▶ [What you are asked to do] Put each line of the material below into a Markdown table with the columns Row and Line, numbering the rows in order and skipping any blank lines.

• • • • •

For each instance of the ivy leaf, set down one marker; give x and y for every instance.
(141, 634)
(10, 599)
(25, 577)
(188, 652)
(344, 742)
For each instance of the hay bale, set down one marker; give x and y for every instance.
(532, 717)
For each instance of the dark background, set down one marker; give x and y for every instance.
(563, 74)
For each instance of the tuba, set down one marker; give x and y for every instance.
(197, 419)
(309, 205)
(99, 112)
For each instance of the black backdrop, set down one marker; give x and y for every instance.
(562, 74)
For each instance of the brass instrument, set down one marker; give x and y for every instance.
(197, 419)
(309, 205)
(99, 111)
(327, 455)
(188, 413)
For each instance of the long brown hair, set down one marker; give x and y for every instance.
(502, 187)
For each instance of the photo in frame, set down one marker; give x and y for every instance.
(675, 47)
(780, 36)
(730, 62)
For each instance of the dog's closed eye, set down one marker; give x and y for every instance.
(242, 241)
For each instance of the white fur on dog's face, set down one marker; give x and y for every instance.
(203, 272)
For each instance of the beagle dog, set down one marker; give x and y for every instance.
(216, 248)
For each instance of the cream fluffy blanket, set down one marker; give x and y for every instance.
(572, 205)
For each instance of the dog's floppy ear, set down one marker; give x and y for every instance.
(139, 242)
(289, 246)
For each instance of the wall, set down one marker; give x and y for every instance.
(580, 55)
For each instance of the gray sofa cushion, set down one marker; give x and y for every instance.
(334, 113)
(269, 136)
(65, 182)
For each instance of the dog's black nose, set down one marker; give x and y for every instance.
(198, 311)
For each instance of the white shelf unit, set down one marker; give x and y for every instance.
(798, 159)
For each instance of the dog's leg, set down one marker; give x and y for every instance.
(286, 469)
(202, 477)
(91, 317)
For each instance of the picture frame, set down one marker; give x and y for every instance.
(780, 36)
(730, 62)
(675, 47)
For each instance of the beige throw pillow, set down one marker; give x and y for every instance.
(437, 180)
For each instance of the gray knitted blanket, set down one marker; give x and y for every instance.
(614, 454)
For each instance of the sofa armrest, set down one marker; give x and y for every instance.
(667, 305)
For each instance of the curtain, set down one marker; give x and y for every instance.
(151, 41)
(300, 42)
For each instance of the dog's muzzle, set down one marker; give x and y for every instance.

• • • • •

▶ [Output for this task]
| Row | Line |
|---|---|
| 1 | For each instance of the ivy leaf, set down one marker; give x and y for every instance. |
| 2 | (141, 634) |
| 3 | (10, 599) |
| 4 | (25, 577) |
| 5 | (188, 652) |
| 6 | (344, 742) |
| 7 | For each instance of the hay bale, set down one marker; give x and y for every instance. |
| 8 | (532, 717) |
| 9 | For each instance of the dark background, set down one marker; give x and y for every instance. |
| 10 | (563, 74) |
| 11 | For each instance of the tuba, set down one marker; give x and y for every instance. |
| 12 | (197, 419) |
| 13 | (309, 205) |
| 14 | (99, 112) |
| 15 | For each instance of the black backdrop, set down one marker; give x and y for every instance. |
| 16 | (562, 74) |
| 17 | For each instance of the brass instrument, set down one marker; give x and y for every instance. |
| 18 | (197, 419) |
| 19 | (309, 205) |
| 20 | (99, 111) |
| 21 | (327, 455) |
| 22 | (188, 413) |
| 23 | For each instance of the long brown hair, set down one marker; give x and y for every instance. |
| 24 | (502, 187) |
| 25 | For each instance of the photo in frame, set down one marker; give x and y for every instance. |
| 26 | (675, 47) |
| 27 | (780, 36) |
| 28 | (730, 62) |
| 29 | For each instance of the dog's closed eye, set down one marker; give x and y for every instance. |
| 30 | (242, 241) |
| 31 | For each instance of the white fur on dog's face, set down one marker; give x and y for every instance. |
| 32 | (203, 272) |
| 33 | For each instance of the beagle dog, set down one marker; give x and y for every instance. |
| 34 | (216, 248) |
| 35 | For each instance of the cream fluffy blanket, set down one marker; give x and y for every instance. |
| 36 | (572, 205) |
| 37 | For each instance of the dog's floppy ear, set down one marker; give x and y for every instance. |
| 38 | (139, 242) |
| 39 | (289, 246) |
| 40 | For each instance of the wall, set down one marker; give x and y for every instance. |
| 41 | (580, 55) |
| 42 | For each instance of the gray sofa cushion, set down one marker; give x and y for every instance. |
| 43 | (334, 113) |
| 44 | (269, 136) |
| 45 | (65, 182) |
| 46 | For each instance of the dog's black nose, set down one marker; give x and y for every instance. |
| 47 | (198, 311) |
| 48 | For each instance of the white shelf unit, set down one marker; give x and y for every instance. |
| 49 | (798, 159) |
| 50 | For each instance of the dog's leg, set down one marker; give x and y for every instance. |
| 51 | (286, 469) |
| 52 | (202, 477) |
| 53 | (91, 317) |
| 54 | For each instance of the picture frame, set down one marker; give x and y for every instance. |
| 55 | (780, 36) |
| 56 | (730, 62) |
| 57 | (675, 47) |
| 58 | For each instance of the beige throw pillow, set down one marker; give x and y for every instance. |
| 59 | (437, 180) |
| 60 | For each instance of the gray knitted blanket, set down one marker; give x and y for every instance. |
| 61 | (614, 454) |
| 62 | For each instance of the sofa armrest, set down one marker; give x and y for every instance. |
| 63 | (667, 305) |
| 64 | For each instance of the curtain, set down one marker; give x and y for every instance. |
| 65 | (151, 41) |
| 66 | (300, 42) |
| 67 | For each instance of the dog's muzzle, set down one marker; give x and y for every instance. |